TASK TO COMPLETE:
Take the line that has "TARGET = limestone cliff" in it and every line after it to the end of the entries, and reproduce them exactly.

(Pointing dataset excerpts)
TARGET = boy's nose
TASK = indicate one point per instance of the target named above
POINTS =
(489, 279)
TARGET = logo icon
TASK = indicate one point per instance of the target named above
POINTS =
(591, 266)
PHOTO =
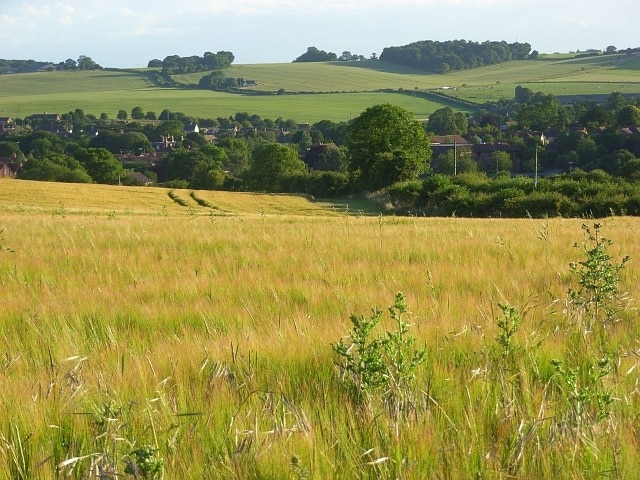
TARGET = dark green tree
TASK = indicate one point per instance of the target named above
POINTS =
(314, 55)
(137, 113)
(386, 145)
(447, 122)
(100, 164)
(325, 157)
(270, 164)
(55, 167)
(628, 116)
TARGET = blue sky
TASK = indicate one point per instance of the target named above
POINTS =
(119, 33)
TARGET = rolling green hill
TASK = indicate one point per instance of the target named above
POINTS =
(347, 88)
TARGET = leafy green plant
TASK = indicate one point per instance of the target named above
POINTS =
(598, 298)
(380, 367)
(585, 391)
(508, 325)
(144, 462)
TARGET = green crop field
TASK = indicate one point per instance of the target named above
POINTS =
(153, 333)
(346, 88)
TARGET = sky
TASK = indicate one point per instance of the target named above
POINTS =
(121, 33)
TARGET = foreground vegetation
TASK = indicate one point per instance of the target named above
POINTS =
(144, 337)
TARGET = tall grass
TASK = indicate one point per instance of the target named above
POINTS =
(207, 341)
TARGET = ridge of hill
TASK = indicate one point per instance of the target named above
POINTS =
(347, 88)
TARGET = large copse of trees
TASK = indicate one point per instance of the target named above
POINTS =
(441, 57)
(175, 64)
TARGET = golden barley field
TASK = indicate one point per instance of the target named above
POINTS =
(197, 335)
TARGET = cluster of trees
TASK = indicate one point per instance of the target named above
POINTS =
(383, 150)
(441, 57)
(25, 66)
(313, 54)
(575, 194)
(217, 80)
(21, 66)
(174, 64)
(83, 63)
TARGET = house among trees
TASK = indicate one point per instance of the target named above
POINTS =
(9, 167)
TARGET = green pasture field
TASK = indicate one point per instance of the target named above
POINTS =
(198, 334)
(349, 88)
(110, 92)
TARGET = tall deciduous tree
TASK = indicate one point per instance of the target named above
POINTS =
(101, 165)
(270, 163)
(386, 145)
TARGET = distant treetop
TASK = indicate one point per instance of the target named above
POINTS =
(174, 64)
(314, 55)
(442, 57)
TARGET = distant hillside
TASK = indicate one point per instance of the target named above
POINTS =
(442, 57)
(24, 66)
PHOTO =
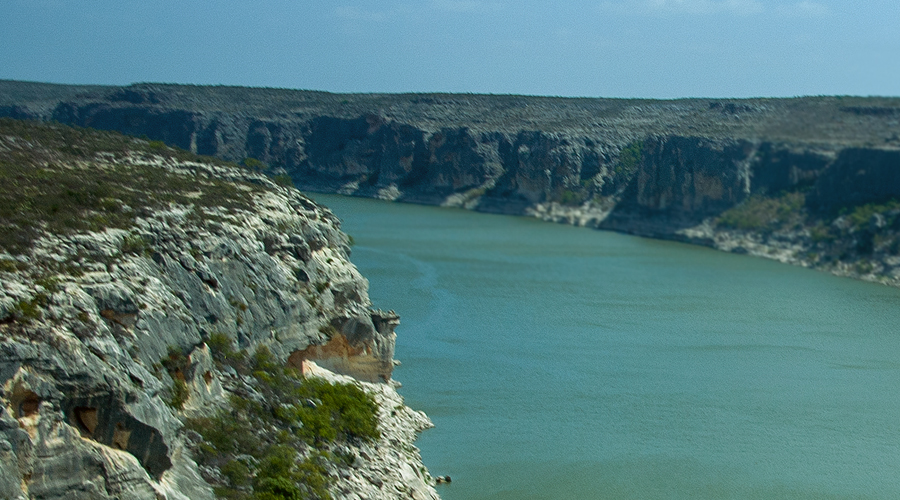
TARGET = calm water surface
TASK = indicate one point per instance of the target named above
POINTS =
(559, 362)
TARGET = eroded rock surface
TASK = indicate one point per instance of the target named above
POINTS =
(92, 404)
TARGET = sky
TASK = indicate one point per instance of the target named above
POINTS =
(604, 48)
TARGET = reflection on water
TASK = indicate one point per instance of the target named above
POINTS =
(560, 362)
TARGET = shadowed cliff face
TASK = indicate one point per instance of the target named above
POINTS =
(656, 168)
(125, 267)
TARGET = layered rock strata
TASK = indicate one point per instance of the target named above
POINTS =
(91, 314)
(667, 169)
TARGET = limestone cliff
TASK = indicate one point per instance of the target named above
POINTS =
(127, 269)
(718, 172)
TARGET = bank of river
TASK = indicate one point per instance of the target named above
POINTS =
(560, 362)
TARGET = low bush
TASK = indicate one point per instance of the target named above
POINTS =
(287, 429)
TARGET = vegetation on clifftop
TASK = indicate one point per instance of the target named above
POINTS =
(64, 179)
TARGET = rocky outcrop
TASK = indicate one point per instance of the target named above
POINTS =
(106, 327)
(667, 169)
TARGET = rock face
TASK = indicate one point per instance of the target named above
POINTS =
(667, 169)
(91, 408)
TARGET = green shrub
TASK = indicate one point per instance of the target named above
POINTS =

RESPONSE TO THE EXERCISE:
TARGET = limestone cliff
TASK = indicate one point per instance of the target named above
POINTS =
(127, 269)
(718, 172)
TARGET = bank of river
TASK = indicate one point per instance of the target named above
POINTS =
(560, 362)
TARGET = low bush
TASK = indicate one point per instance of the target named above
POINTS =
(287, 429)
TARGET = vegetation on clifftop
TASK = indicate one point per instance of the target named above
POINTS =
(64, 179)
TARGET = rocky outcrop
TASK = indicate one point per instance of the target named above
POINTS =
(106, 327)
(667, 169)
TARGET = rock face
TASK = indicate one point per instance of the target named above
POINTS =
(667, 169)
(91, 408)
TARGET = green shrub
TASK = indicate one point per instance of the target named above
POINTS =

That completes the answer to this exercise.